■ TASK DIRECTIONS: Return the entries verbatim and drop every picture.

* BEGIN *

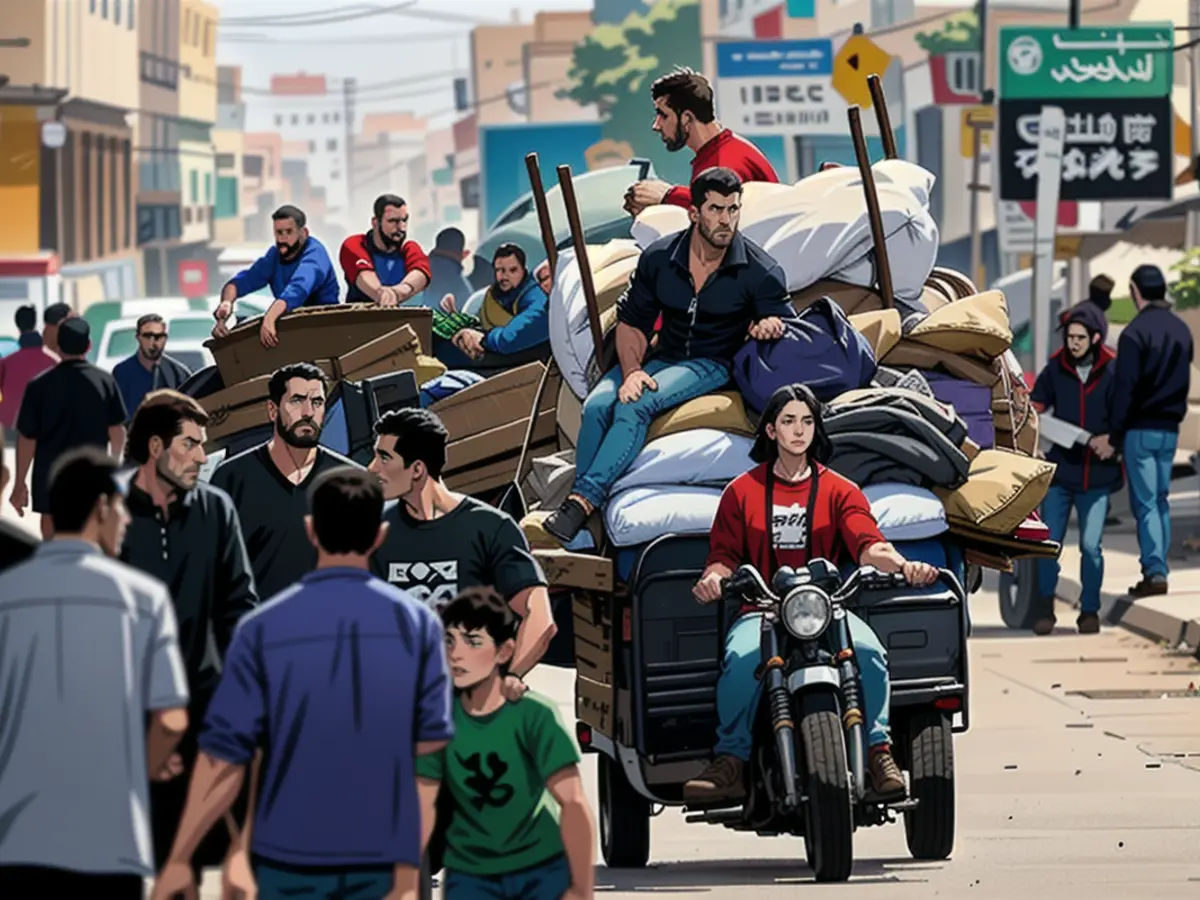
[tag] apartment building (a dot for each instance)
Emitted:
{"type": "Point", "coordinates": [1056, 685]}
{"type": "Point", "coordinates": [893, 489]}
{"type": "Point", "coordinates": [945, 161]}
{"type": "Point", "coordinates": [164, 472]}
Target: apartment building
{"type": "Point", "coordinates": [71, 195]}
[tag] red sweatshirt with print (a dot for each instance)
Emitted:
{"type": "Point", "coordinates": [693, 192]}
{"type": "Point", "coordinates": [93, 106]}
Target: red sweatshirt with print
{"type": "Point", "coordinates": [731, 151]}
{"type": "Point", "coordinates": [843, 525]}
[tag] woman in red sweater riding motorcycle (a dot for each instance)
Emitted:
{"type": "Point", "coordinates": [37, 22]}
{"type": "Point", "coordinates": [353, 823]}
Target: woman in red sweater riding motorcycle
{"type": "Point", "coordinates": [815, 514]}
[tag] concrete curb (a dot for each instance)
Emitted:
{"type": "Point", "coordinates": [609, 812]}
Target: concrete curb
{"type": "Point", "coordinates": [1121, 610]}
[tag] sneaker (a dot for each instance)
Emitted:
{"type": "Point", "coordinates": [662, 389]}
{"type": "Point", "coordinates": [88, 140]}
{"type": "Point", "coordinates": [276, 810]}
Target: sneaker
{"type": "Point", "coordinates": [719, 783]}
{"type": "Point", "coordinates": [564, 523]}
{"type": "Point", "coordinates": [886, 775]}
{"type": "Point", "coordinates": [1150, 586]}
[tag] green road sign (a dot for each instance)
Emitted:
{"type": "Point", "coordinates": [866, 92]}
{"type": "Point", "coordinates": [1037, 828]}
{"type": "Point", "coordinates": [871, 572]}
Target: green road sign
{"type": "Point", "coordinates": [1050, 63]}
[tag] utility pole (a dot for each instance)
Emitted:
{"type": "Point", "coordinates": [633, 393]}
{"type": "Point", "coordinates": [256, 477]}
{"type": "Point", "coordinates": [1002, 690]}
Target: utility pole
{"type": "Point", "coordinates": [349, 88]}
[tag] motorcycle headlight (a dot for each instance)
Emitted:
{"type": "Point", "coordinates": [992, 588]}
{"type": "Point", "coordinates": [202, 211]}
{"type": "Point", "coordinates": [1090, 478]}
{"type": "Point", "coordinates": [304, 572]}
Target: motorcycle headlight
{"type": "Point", "coordinates": [807, 612]}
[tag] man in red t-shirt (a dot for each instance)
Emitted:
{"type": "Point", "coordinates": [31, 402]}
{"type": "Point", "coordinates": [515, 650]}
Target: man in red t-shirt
{"type": "Point", "coordinates": [383, 267]}
{"type": "Point", "coordinates": [684, 117]}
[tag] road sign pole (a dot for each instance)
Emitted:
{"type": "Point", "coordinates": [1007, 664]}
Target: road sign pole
{"type": "Point", "coordinates": [1051, 135]}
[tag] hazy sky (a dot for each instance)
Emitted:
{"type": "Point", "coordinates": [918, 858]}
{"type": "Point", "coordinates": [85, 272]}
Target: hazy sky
{"type": "Point", "coordinates": [376, 49]}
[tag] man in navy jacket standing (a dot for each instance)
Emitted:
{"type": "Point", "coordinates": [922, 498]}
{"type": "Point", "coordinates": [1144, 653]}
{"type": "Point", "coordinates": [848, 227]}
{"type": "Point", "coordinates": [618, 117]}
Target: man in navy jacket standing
{"type": "Point", "coordinates": [1153, 373]}
{"type": "Point", "coordinates": [1078, 387]}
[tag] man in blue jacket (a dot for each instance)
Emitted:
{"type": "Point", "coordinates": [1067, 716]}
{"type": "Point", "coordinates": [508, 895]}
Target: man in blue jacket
{"type": "Point", "coordinates": [1153, 373]}
{"type": "Point", "coordinates": [298, 270]}
{"type": "Point", "coordinates": [1078, 387]}
{"type": "Point", "coordinates": [514, 319]}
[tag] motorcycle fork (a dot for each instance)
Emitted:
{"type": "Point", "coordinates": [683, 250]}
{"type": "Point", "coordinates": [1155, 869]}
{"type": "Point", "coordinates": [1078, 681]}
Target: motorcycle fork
{"type": "Point", "coordinates": [780, 705]}
{"type": "Point", "coordinates": [852, 714]}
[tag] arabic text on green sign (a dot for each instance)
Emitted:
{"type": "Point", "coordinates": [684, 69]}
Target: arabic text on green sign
{"type": "Point", "coordinates": [1048, 63]}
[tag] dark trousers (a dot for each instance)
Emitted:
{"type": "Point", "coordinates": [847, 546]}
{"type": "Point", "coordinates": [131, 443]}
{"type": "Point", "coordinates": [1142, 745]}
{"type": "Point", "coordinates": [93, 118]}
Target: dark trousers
{"type": "Point", "coordinates": [41, 882]}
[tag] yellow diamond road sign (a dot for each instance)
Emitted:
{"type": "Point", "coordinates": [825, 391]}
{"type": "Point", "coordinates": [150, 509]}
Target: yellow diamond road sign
{"type": "Point", "coordinates": [858, 59]}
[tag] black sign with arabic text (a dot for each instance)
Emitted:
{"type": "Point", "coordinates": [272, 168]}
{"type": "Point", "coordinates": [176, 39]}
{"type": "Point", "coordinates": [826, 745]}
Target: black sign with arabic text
{"type": "Point", "coordinates": [1114, 149]}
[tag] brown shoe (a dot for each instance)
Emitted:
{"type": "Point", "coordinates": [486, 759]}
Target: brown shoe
{"type": "Point", "coordinates": [886, 775]}
{"type": "Point", "coordinates": [720, 781]}
{"type": "Point", "coordinates": [1153, 586]}
{"type": "Point", "coordinates": [1044, 625]}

* END *

■ THE SOLUTION:
[tag] apartment building (a dot for each instance)
Emitted:
{"type": "Point", "coordinates": [1056, 685]}
{"type": "Point", "coordinates": [893, 489]}
{"type": "Point", "coordinates": [945, 161]}
{"type": "Point", "coordinates": [164, 472]}
Target: apartment building
{"type": "Point", "coordinates": [71, 195]}
[tag] red sweatshirt with print (a dot for each instance)
Emitted:
{"type": "Point", "coordinates": [693, 192]}
{"type": "Point", "coordinates": [93, 106]}
Target: red sweatshirt with print
{"type": "Point", "coordinates": [731, 151]}
{"type": "Point", "coordinates": [843, 525]}
[tag] woman in red sweater riding motorcycle (a dot for each instance)
Emitted:
{"type": "Point", "coordinates": [37, 22]}
{"type": "Point", "coordinates": [353, 823]}
Target: woman in red sweater riding motorcycle
{"type": "Point", "coordinates": [815, 514]}
[tag] concrete curb (a dot for each instance)
Emitted:
{"type": "Point", "coordinates": [609, 812]}
Target: concrete curb
{"type": "Point", "coordinates": [1121, 610]}
[tag] sneaker (a dot for each instance)
Emitted:
{"type": "Point", "coordinates": [662, 389]}
{"type": "Point", "coordinates": [88, 140]}
{"type": "Point", "coordinates": [276, 810]}
Target: sneaker
{"type": "Point", "coordinates": [719, 783]}
{"type": "Point", "coordinates": [564, 523]}
{"type": "Point", "coordinates": [886, 775]}
{"type": "Point", "coordinates": [1150, 586]}
[tag] green road sign (a dot for each instance)
Emitted:
{"type": "Point", "coordinates": [866, 92]}
{"type": "Point", "coordinates": [1037, 828]}
{"type": "Point", "coordinates": [871, 572]}
Target: green road sign
{"type": "Point", "coordinates": [1050, 63]}
[tag] utility pole (a dot for each instance)
Emitted:
{"type": "Point", "coordinates": [633, 393]}
{"type": "Point", "coordinates": [256, 477]}
{"type": "Point", "coordinates": [1002, 690]}
Target: utility pole
{"type": "Point", "coordinates": [349, 88]}
[tag] motorcycle headlight (a dot for each instance)
Emitted:
{"type": "Point", "coordinates": [992, 588]}
{"type": "Point", "coordinates": [202, 211]}
{"type": "Point", "coordinates": [1090, 478]}
{"type": "Point", "coordinates": [304, 572]}
Target: motorcycle headlight
{"type": "Point", "coordinates": [807, 612]}
[tag] man in red t-shirt (a dot for each instance)
Emitted:
{"type": "Point", "coordinates": [31, 402]}
{"type": "Point", "coordinates": [515, 650]}
Target: man in red t-shirt
{"type": "Point", "coordinates": [383, 267]}
{"type": "Point", "coordinates": [684, 117]}
[tag] road sign pole (a dot for each instance)
Emitted:
{"type": "Point", "coordinates": [1007, 664]}
Target: road sign pole
{"type": "Point", "coordinates": [1051, 135]}
[tag] hazy sky (a dot for each instance)
Emitted:
{"type": "Point", "coordinates": [918, 858]}
{"type": "Point", "coordinates": [85, 272]}
Target: hazy sky
{"type": "Point", "coordinates": [376, 49]}
[tag] man in navy jacket standing (a dot for each instance)
Emitted:
{"type": "Point", "coordinates": [922, 498]}
{"type": "Point", "coordinates": [1144, 653]}
{"type": "Point", "coordinates": [848, 227]}
{"type": "Point", "coordinates": [618, 117]}
Target: man in navy jacket standing
{"type": "Point", "coordinates": [1153, 373]}
{"type": "Point", "coordinates": [1078, 387]}
[tag] man in blue jacket (a dot for each instance)
Emitted:
{"type": "Point", "coordinates": [1067, 716]}
{"type": "Point", "coordinates": [508, 895]}
Target: man in blue jacket
{"type": "Point", "coordinates": [1153, 373]}
{"type": "Point", "coordinates": [298, 270]}
{"type": "Point", "coordinates": [1078, 387]}
{"type": "Point", "coordinates": [514, 319]}
[tag] motorcycle fork (a dot for each instance)
Emitted:
{"type": "Point", "coordinates": [683, 250]}
{"type": "Point", "coordinates": [1155, 869]}
{"type": "Point", "coordinates": [1078, 681]}
Target: motorcycle fork
{"type": "Point", "coordinates": [780, 705]}
{"type": "Point", "coordinates": [852, 714]}
[tag] arabic text on green sign (a dot for each instance)
Emitted:
{"type": "Point", "coordinates": [684, 69]}
Target: arabic text on green sign
{"type": "Point", "coordinates": [1048, 63]}
[tag] dark trousers (a dot for each instance)
Emitted:
{"type": "Point", "coordinates": [847, 546]}
{"type": "Point", "coordinates": [131, 443]}
{"type": "Point", "coordinates": [1142, 745]}
{"type": "Point", "coordinates": [93, 118]}
Target: dark trousers
{"type": "Point", "coordinates": [41, 882]}
[tag] yellow diamond road sign (a dot for each instance)
Emitted:
{"type": "Point", "coordinates": [825, 391]}
{"type": "Point", "coordinates": [150, 509]}
Target: yellow diamond road sign
{"type": "Point", "coordinates": [858, 59]}
[tag] black sign with arabic text (a dot for each instance)
Emitted:
{"type": "Point", "coordinates": [272, 168]}
{"type": "Point", "coordinates": [176, 39]}
{"type": "Point", "coordinates": [826, 745]}
Target: black sign with arabic text
{"type": "Point", "coordinates": [1114, 149]}
[tag] brown shoe (a dot for each instance)
Emitted:
{"type": "Point", "coordinates": [486, 759]}
Target: brown shoe
{"type": "Point", "coordinates": [886, 775]}
{"type": "Point", "coordinates": [720, 781]}
{"type": "Point", "coordinates": [1153, 586]}
{"type": "Point", "coordinates": [1044, 625]}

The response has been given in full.